[Task inputs — start]

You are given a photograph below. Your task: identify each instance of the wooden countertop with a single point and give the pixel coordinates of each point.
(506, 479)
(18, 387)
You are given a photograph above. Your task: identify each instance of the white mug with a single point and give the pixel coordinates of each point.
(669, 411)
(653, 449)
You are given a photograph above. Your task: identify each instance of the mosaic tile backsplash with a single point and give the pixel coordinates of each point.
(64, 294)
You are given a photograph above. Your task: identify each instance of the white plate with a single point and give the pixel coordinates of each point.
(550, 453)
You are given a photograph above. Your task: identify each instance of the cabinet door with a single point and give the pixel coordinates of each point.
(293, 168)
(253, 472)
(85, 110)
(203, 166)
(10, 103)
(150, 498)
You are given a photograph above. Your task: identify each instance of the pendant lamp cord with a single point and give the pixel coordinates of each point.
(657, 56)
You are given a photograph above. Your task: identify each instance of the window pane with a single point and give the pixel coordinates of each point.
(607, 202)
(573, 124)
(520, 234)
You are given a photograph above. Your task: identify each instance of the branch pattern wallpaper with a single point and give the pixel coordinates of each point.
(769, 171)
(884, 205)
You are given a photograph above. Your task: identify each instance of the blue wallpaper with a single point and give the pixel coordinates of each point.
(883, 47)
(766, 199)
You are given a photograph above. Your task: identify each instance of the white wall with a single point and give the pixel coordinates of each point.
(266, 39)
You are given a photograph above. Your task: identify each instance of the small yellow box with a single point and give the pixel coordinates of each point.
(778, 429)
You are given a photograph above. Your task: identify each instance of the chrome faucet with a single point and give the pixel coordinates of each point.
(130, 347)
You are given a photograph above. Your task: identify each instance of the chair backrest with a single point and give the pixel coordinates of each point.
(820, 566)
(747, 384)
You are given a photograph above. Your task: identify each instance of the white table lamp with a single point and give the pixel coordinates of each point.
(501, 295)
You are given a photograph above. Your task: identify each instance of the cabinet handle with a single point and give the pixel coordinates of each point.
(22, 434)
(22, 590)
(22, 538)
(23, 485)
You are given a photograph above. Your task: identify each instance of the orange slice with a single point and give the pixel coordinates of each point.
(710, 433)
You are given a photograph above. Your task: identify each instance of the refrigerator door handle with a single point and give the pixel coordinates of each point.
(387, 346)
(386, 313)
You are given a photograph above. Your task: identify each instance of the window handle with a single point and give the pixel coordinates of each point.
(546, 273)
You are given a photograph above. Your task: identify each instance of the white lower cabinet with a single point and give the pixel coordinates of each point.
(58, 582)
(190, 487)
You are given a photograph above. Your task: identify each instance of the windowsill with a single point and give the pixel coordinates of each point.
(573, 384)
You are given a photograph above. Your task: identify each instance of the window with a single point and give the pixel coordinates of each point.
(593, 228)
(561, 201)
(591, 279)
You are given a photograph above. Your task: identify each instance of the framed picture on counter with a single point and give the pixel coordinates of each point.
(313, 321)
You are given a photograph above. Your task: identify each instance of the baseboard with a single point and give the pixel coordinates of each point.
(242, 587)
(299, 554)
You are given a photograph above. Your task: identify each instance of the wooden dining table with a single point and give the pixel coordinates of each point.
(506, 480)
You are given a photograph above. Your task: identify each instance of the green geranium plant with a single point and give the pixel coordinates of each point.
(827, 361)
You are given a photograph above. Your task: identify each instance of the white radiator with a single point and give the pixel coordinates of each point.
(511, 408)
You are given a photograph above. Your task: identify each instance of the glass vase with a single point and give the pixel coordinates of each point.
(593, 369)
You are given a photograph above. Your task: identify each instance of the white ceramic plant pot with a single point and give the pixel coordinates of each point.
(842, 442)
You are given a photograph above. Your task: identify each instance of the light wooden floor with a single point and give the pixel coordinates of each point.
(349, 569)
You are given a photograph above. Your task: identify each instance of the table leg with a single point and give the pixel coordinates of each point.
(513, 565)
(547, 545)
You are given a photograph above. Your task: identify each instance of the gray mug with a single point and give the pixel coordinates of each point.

[Task inputs — finish]

### [Task prompt]
Each entry, exactly as written, should be set down once more.

### [Solution to the exercise]
You are given a photograph below. Your task: identify each instance of the wooden countertop with a single point and give the pixel coordinates of each point.
(506, 479)
(18, 387)
You are given a photograph above. Your task: identify each instance of the white mug with a single point and give the pixel coordinates of each point.
(669, 411)
(653, 449)
You are given a photograph above. Your task: identify each instance of the mosaic tile backsplash with a single point and give the pixel coordinates of each point.
(64, 294)
You are given a photograph above. Your task: identify each instance of the white plate with a single point and give the pixel coordinates of each point.
(550, 453)
You are given a photograph above. Your task: identify each instance of the cabinet door with a single point and give the pixel coordinates of each point.
(293, 168)
(253, 472)
(85, 110)
(203, 166)
(10, 103)
(150, 498)
You are given a photograph above. Your task: identify each instance of the pendant lamp cord with a single point and give the pixel coordinates of each point.
(657, 56)
You are given a photograph above. Your task: identify each instance of the window pane with a single point and give the pixel coordinates of each point.
(607, 202)
(573, 124)
(520, 234)
You are given a photograph above. Your task: identify each instance of the branch pattern wallpaper with a single point and give the pixel coordinates of each point.
(769, 171)
(884, 205)
You are given a photograph above. Your task: identify each instance of the blue wallpaper with a single point and give the pixel coordinates of each point.
(883, 47)
(766, 199)
You are given a photograph above. Your task: identify each instance of the white wall with a single point and give the pixel coordinates of each point.
(266, 39)
You are given a photograph above. Your task: identify each instance of the small yellow box with a single point and give the pixel coordinates of each point.
(778, 429)
You are given a photograph above. Your task: identify each instance of the chrome faucet with a single point and give the pixel coordinates of each point.
(130, 347)
You are given a photograph above. Your task: identify each instance of the chair backrest with a single point and give the pixel coordinates of each point.
(820, 566)
(747, 384)
You are given a photograph above. Your task: identify each instance of the white table lamp with a single point and give the pixel coordinates of each point.
(501, 295)
You are given a photograph above. Your task: identify each instance of the cabinet handle with a single point and give the pixel coordinates of each point.
(22, 434)
(22, 590)
(22, 538)
(23, 485)
You are given a photograph above. Your task: identify each instance of the orange slice with a single point and give the pixel coordinates of each point.
(710, 433)
You are given a photograph above. Your task: identify each instance of the refrigerator door handle with a single point and give the pixel coordinates of each point.
(387, 346)
(386, 313)
You are given a photograph above. Your task: identify each instance of the window handle with a single point and give the pixel coordinates of each point.
(546, 273)
You are given a photograph above. Your task: identify each instance of the white lower cabinet with a single point and give the pixel coordinates of each point.
(58, 582)
(190, 487)
You are given a photograph above. Your task: identify each instance of the windowsill with a single point and give the pixel coordinates of each point.
(573, 384)
You are given a photograph above. Your task: identify each instance of the window with a single point and give the pixel coordinates of each point.
(593, 228)
(561, 201)
(591, 279)
You are given a photograph above. Your task: identify each instance of the framed picture on counter with a single point and give the pixel coordinates of each point.
(313, 321)
You are given a photograph above. Your task: identify each instance of the baseboard with a single point and give the pixel coordinates of each point.
(242, 587)
(299, 554)
You are given a photograph above. Your task: identify each instance of the wooden dining table with a single point and give the pixel coordinates of each point.
(506, 480)
You are given a photograph above. Your task: identify each instance of the green geranium plant with a single point and give the pixel coordinates of each point.
(827, 361)
You are given a photograph above. Your task: identify each instance of the white radiator with a single point and give the pixel coordinates of each point.
(511, 408)
You are given a photograph above. Your task: identify each instance of the glass vase with a single point and give the pixel coordinates of each point.
(593, 369)
You are given a photograph above. Your task: identify each instance of the white ceramic plant pot with a single point and give the pixel coordinates of each point.
(842, 442)
You are given a photograph above. Your task: identify each instance of the light wooden floor with a single point and give the pixel coordinates of each point.
(349, 569)
You are given a photograph above. Your task: identify each instance of the table leg with a single point and give the pixel coordinates of each point.
(513, 565)
(547, 545)
You are given a photograph above. Your task: identify each instance of the gray mug with a single point and give the pixel coordinates of each point.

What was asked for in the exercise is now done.